The minutes from this month’s central bank meeting, during which the decision to raise the target rate for the first time since June was made, are set to be published on November 21. This marked the initial hike under the leadership of Governor Bullock. Despite the recent increase, the swaps and futures market still factors in the possibility of another hike. The preliminary November Purchasing Managers’ Index (PMI) will shed light on whether October’s decline in the composite, reaching a new low for the year at 47.6, is merely noise or a significant signal. Two other notable developments include the increasing unlikelihood of Australia finalizing free-trade agreements with either the UK or the eurozone until well into next year. Additionally, the center-left government has announced the cancellation of over 50 rail and road infrastructure projects due to cost overruns and concerns about significant infrastructure spending exacerbating inflationary pressures. The government may introduce new funding for infrastructure in its upcoming mid-year economic review, along with a proposed 50/50 split with state governments.

### REQUIREMENT
According to the passage on the central bank meeting and the Australian economy, what level did the composite PMI fall to in October?

Saved entries
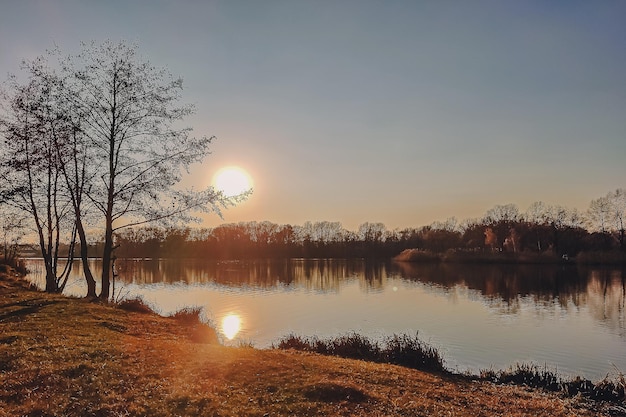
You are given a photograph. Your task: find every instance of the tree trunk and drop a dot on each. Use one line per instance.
(91, 282)
(107, 253)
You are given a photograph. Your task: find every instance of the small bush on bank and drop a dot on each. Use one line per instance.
(199, 332)
(188, 315)
(404, 350)
(411, 352)
(532, 376)
(136, 305)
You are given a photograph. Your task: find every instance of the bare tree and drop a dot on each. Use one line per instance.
(127, 112)
(30, 126)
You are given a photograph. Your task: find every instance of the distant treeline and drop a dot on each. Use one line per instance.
(550, 231)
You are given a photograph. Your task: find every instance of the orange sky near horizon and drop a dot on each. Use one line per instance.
(403, 113)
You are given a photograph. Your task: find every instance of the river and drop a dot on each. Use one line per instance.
(567, 318)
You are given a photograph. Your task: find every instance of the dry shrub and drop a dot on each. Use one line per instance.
(136, 305)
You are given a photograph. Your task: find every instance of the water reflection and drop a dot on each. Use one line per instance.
(504, 288)
(479, 315)
(231, 325)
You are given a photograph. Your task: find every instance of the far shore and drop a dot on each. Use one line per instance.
(67, 356)
(487, 257)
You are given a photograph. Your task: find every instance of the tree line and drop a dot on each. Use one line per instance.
(542, 229)
(95, 140)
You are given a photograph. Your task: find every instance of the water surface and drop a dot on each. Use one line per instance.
(479, 316)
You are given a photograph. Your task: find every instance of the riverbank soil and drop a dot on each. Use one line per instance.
(72, 357)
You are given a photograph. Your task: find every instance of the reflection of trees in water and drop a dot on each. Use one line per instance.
(312, 274)
(507, 287)
(606, 294)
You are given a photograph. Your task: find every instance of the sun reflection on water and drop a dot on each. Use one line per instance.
(231, 325)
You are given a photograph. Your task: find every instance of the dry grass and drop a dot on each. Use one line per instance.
(70, 357)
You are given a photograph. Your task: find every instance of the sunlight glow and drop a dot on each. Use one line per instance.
(232, 181)
(231, 324)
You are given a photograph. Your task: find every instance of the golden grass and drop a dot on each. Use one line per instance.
(71, 357)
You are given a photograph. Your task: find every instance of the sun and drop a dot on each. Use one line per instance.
(232, 181)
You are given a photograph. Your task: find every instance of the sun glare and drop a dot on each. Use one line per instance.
(232, 181)
(231, 324)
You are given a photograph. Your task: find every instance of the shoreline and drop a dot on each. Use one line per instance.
(85, 335)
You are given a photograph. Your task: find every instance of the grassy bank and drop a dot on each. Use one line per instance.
(70, 357)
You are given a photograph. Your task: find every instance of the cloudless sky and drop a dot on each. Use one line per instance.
(403, 112)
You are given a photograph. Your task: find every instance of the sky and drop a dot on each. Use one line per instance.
(400, 112)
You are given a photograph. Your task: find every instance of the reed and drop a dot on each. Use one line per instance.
(403, 350)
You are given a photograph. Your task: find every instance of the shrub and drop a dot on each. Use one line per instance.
(400, 350)
(188, 315)
(136, 305)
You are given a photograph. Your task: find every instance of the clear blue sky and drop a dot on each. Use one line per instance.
(403, 112)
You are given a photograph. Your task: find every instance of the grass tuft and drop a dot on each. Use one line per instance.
(136, 305)
(188, 315)
(403, 350)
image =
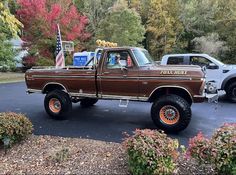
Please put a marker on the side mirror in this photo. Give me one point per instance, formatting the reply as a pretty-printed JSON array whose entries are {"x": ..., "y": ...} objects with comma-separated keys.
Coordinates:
[{"x": 212, "y": 66}]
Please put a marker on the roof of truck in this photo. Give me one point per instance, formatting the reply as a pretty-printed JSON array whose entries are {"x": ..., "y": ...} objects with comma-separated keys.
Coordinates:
[{"x": 186, "y": 54}]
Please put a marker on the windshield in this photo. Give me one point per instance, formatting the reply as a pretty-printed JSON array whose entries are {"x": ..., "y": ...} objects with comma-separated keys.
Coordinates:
[
  {"x": 143, "y": 57},
  {"x": 219, "y": 63}
]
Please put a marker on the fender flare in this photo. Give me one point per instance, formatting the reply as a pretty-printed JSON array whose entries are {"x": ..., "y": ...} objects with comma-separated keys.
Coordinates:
[
  {"x": 226, "y": 80},
  {"x": 53, "y": 83}
]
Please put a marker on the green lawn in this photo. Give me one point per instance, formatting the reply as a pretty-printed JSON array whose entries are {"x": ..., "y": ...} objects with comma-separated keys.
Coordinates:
[{"x": 9, "y": 77}]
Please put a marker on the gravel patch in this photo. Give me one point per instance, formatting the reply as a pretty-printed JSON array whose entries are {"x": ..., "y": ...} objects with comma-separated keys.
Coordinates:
[{"x": 56, "y": 155}]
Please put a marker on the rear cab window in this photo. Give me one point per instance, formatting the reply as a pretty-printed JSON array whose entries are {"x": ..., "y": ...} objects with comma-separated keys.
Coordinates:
[{"x": 176, "y": 60}]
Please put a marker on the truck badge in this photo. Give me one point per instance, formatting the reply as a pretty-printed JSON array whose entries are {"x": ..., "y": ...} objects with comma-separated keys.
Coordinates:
[{"x": 173, "y": 72}]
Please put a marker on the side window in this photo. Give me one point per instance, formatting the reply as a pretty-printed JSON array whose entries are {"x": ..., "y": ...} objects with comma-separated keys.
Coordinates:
[
  {"x": 175, "y": 60},
  {"x": 200, "y": 61},
  {"x": 118, "y": 59}
]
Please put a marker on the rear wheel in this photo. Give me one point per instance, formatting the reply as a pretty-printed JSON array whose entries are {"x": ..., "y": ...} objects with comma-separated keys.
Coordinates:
[
  {"x": 171, "y": 113},
  {"x": 87, "y": 102},
  {"x": 57, "y": 104},
  {"x": 231, "y": 92}
]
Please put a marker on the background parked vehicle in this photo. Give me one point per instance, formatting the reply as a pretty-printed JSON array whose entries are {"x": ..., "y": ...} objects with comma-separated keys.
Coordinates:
[{"x": 222, "y": 75}]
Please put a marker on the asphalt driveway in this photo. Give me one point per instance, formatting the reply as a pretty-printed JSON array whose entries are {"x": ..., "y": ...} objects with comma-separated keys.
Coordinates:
[{"x": 106, "y": 120}]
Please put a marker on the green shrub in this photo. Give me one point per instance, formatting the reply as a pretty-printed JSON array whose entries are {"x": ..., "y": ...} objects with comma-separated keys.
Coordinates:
[
  {"x": 223, "y": 149},
  {"x": 220, "y": 150},
  {"x": 199, "y": 148},
  {"x": 14, "y": 128},
  {"x": 151, "y": 152}
]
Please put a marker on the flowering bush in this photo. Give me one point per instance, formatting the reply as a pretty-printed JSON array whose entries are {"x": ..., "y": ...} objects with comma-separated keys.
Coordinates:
[
  {"x": 199, "y": 148},
  {"x": 220, "y": 150},
  {"x": 13, "y": 128},
  {"x": 151, "y": 152},
  {"x": 223, "y": 149}
]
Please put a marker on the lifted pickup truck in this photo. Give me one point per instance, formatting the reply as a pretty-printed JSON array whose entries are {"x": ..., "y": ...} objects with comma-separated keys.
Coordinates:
[
  {"x": 171, "y": 89},
  {"x": 223, "y": 76}
]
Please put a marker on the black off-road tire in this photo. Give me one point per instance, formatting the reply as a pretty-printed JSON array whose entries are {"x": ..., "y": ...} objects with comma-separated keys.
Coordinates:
[
  {"x": 175, "y": 105},
  {"x": 231, "y": 92},
  {"x": 62, "y": 104},
  {"x": 87, "y": 102}
]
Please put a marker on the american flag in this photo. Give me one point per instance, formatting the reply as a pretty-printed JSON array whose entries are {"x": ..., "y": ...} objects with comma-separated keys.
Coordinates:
[{"x": 60, "y": 59}]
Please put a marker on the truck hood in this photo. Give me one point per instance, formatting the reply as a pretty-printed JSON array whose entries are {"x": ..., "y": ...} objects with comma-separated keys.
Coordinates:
[
  {"x": 229, "y": 66},
  {"x": 172, "y": 71}
]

### EXERCISE SOLUTION
It fell to 47.6, a new low for the year.